#### TASK ITEM:
Would you please copy each line below that includes the string "trail"?

#### SOURCE RECORDS:
-----
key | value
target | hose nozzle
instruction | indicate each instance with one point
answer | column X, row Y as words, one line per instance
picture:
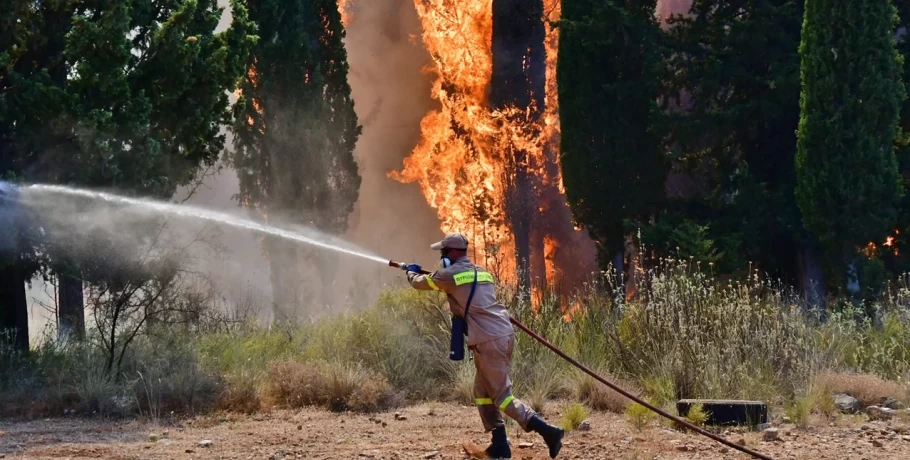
column 400, row 265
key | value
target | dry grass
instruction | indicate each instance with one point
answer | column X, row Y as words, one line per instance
column 639, row 416
column 575, row 414
column 867, row 388
column 601, row 397
column 241, row 392
column 294, row 384
column 338, row 387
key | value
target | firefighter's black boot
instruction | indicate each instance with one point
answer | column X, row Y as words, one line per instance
column 551, row 435
column 500, row 446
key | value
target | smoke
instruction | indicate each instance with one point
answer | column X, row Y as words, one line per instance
column 391, row 95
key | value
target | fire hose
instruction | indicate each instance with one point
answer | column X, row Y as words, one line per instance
column 616, row 388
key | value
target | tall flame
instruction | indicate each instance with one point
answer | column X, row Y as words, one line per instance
column 459, row 162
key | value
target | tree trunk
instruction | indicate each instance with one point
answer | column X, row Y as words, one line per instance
column 519, row 79
column 282, row 269
column 618, row 266
column 70, row 308
column 13, row 306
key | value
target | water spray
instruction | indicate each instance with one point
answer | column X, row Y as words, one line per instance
column 7, row 189
column 181, row 211
column 585, row 369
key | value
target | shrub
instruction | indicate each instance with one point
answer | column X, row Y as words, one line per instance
column 241, row 391
column 697, row 414
column 601, row 397
column 295, row 384
column 638, row 415
column 575, row 414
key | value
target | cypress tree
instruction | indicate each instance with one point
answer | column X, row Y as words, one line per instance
column 609, row 74
column 139, row 113
column 737, row 61
column 296, row 129
column 847, row 176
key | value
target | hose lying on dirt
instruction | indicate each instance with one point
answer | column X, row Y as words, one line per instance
column 619, row 390
column 633, row 398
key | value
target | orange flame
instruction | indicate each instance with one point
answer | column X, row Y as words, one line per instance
column 458, row 162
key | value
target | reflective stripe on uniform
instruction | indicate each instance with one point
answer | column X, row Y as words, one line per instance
column 431, row 283
column 468, row 277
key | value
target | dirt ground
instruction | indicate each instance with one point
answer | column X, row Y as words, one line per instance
column 425, row 431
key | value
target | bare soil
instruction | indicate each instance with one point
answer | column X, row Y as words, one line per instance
column 428, row 431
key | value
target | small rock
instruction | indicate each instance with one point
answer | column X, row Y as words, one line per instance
column 880, row 413
column 771, row 434
column 846, row 403
column 890, row 403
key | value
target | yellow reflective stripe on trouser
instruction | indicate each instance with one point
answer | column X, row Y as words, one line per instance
column 431, row 283
column 468, row 277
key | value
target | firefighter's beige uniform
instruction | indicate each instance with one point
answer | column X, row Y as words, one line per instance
column 490, row 336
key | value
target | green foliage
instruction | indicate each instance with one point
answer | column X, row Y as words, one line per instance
column 609, row 70
column 575, row 414
column 294, row 133
column 847, row 177
column 140, row 113
column 735, row 76
column 638, row 415
column 295, row 126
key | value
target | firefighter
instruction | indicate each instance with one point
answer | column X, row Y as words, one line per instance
column 490, row 337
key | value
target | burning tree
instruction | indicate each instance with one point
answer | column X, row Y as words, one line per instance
column 296, row 129
column 487, row 160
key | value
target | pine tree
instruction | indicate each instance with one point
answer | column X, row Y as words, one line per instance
column 296, row 129
column 609, row 74
column 140, row 113
column 847, row 177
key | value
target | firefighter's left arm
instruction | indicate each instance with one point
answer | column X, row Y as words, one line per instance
column 434, row 282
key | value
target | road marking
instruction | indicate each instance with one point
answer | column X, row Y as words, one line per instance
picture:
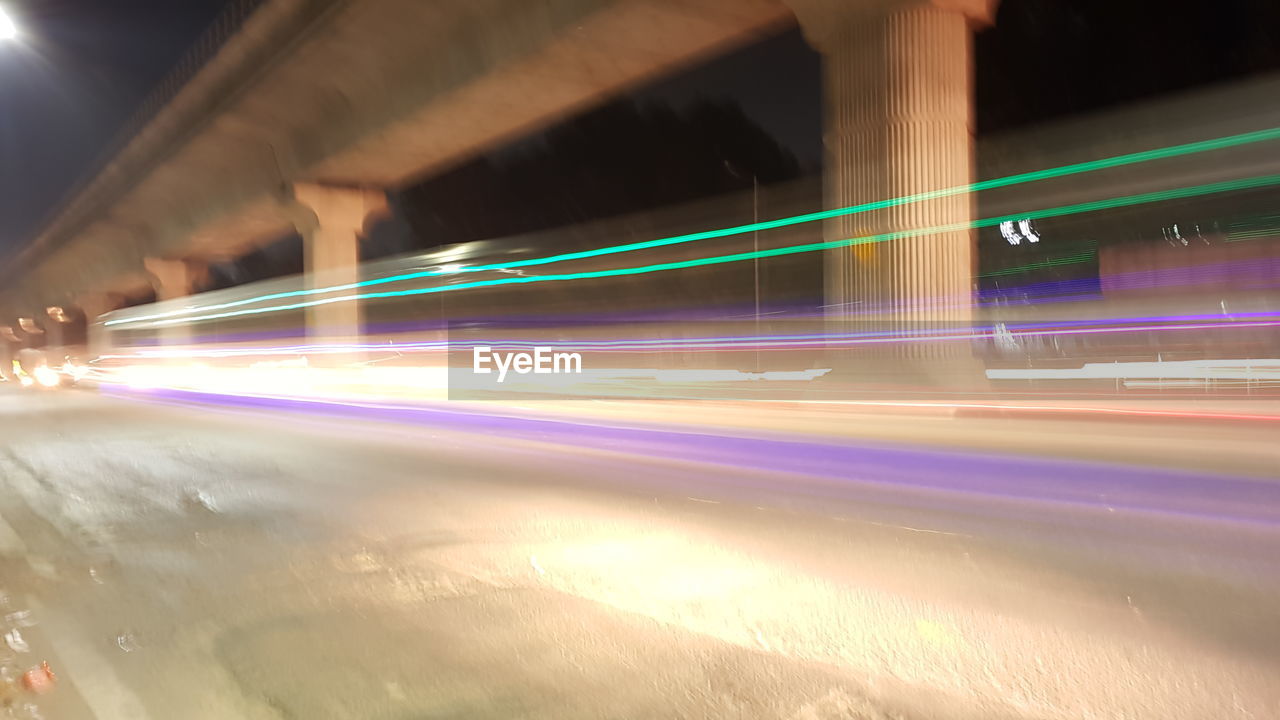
column 94, row 675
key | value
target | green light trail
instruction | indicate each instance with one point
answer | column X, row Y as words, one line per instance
column 1125, row 201
column 1051, row 263
column 1064, row 171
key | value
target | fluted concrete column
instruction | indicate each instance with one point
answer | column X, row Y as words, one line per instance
column 332, row 254
column 897, row 83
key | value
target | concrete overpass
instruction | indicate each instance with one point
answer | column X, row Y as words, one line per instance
column 314, row 109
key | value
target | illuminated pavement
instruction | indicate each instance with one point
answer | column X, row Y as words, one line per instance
column 264, row 564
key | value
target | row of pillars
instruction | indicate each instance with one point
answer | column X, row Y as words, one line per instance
column 899, row 121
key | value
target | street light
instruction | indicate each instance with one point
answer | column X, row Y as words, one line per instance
column 8, row 30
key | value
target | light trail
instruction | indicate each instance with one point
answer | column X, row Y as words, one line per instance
column 753, row 342
column 1124, row 201
column 1064, row 171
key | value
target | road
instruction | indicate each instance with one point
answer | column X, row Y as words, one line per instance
column 191, row 557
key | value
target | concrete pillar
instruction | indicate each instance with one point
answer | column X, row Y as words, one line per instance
column 173, row 279
column 332, row 254
column 55, row 335
column 95, row 305
column 899, row 108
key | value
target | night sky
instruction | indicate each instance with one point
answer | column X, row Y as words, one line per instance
column 86, row 64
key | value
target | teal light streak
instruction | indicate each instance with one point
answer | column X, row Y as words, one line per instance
column 1051, row 263
column 1115, row 162
column 1247, row 183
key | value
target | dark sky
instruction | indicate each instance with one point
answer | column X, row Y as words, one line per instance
column 85, row 65
column 80, row 71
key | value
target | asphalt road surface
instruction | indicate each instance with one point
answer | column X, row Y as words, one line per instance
column 186, row 557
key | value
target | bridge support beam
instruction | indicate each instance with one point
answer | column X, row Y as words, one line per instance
column 897, row 83
column 95, row 305
column 332, row 255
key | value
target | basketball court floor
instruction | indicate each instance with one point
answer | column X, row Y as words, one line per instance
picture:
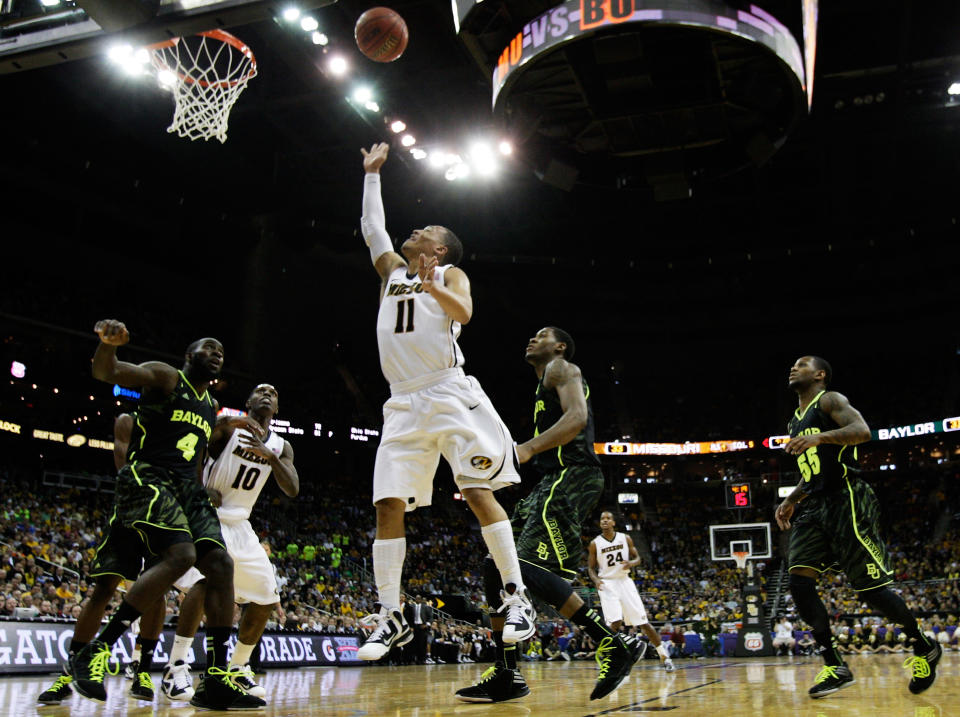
column 727, row 687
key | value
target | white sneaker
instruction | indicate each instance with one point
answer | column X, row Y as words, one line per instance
column 391, row 631
column 521, row 619
column 244, row 680
column 176, row 682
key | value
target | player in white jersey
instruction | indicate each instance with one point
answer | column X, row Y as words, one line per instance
column 433, row 410
column 611, row 557
column 237, row 469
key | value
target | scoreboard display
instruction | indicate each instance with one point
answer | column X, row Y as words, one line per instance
column 738, row 495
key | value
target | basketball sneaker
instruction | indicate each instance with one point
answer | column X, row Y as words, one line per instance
column 176, row 682
column 390, row 630
column 244, row 678
column 521, row 619
column 58, row 691
column 830, row 679
column 218, row 690
column 497, row 684
column 142, row 687
column 87, row 669
column 924, row 665
column 615, row 659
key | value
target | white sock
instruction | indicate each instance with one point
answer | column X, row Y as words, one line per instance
column 388, row 556
column 241, row 654
column 181, row 646
column 499, row 539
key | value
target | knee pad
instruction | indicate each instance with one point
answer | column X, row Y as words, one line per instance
column 544, row 585
column 492, row 585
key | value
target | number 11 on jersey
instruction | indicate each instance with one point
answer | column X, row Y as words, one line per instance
column 399, row 329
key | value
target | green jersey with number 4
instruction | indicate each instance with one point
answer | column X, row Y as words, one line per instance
column 173, row 434
column 824, row 467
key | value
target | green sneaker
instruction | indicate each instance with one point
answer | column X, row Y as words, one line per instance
column 88, row 668
column 58, row 691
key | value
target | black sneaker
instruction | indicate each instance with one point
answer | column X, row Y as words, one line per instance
column 521, row 621
column 830, row 679
column 142, row 687
column 87, row 669
column 218, row 691
column 924, row 665
column 390, row 630
column 615, row 660
column 497, row 684
column 58, row 691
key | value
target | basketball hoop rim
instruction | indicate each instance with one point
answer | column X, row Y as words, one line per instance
column 222, row 36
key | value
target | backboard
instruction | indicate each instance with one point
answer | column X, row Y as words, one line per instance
column 36, row 34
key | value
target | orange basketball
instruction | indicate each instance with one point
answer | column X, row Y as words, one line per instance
column 381, row 34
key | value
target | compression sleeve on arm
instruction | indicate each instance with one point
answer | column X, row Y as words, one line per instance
column 373, row 223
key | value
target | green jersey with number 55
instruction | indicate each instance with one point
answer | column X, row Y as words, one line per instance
column 822, row 468
column 173, row 434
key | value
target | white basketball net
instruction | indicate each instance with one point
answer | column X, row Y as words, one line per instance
column 206, row 73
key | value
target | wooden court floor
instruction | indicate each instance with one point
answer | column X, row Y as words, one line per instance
column 725, row 687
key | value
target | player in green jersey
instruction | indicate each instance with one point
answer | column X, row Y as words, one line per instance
column 835, row 525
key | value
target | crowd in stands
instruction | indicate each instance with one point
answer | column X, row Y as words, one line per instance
column 320, row 541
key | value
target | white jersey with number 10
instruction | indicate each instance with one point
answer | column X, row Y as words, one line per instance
column 239, row 475
column 414, row 333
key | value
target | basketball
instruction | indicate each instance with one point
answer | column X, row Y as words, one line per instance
column 381, row 34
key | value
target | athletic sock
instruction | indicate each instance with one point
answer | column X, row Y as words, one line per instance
column 894, row 608
column 388, row 557
column 180, row 649
column 499, row 539
column 217, row 638
column 146, row 654
column 241, row 654
column 119, row 623
column 812, row 611
column 592, row 623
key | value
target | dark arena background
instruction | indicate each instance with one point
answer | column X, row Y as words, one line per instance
column 700, row 192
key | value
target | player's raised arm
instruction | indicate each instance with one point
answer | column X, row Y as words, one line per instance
column 106, row 367
column 566, row 379
column 453, row 294
column 373, row 222
column 122, row 430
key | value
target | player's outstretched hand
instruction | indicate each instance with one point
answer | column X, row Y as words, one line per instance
column 112, row 332
column 254, row 444
column 375, row 157
column 426, row 270
column 784, row 513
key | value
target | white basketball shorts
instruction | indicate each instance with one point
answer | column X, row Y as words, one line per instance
column 446, row 414
column 253, row 578
column 620, row 600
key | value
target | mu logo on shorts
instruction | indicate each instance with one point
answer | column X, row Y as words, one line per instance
column 481, row 462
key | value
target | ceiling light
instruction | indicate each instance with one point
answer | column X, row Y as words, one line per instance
column 337, row 66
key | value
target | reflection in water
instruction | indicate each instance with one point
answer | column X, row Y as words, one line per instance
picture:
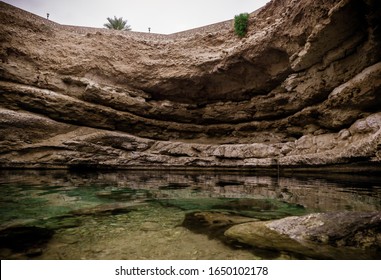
column 81, row 208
-----
#### THE ANSWER:
target | green light trail
target | light trail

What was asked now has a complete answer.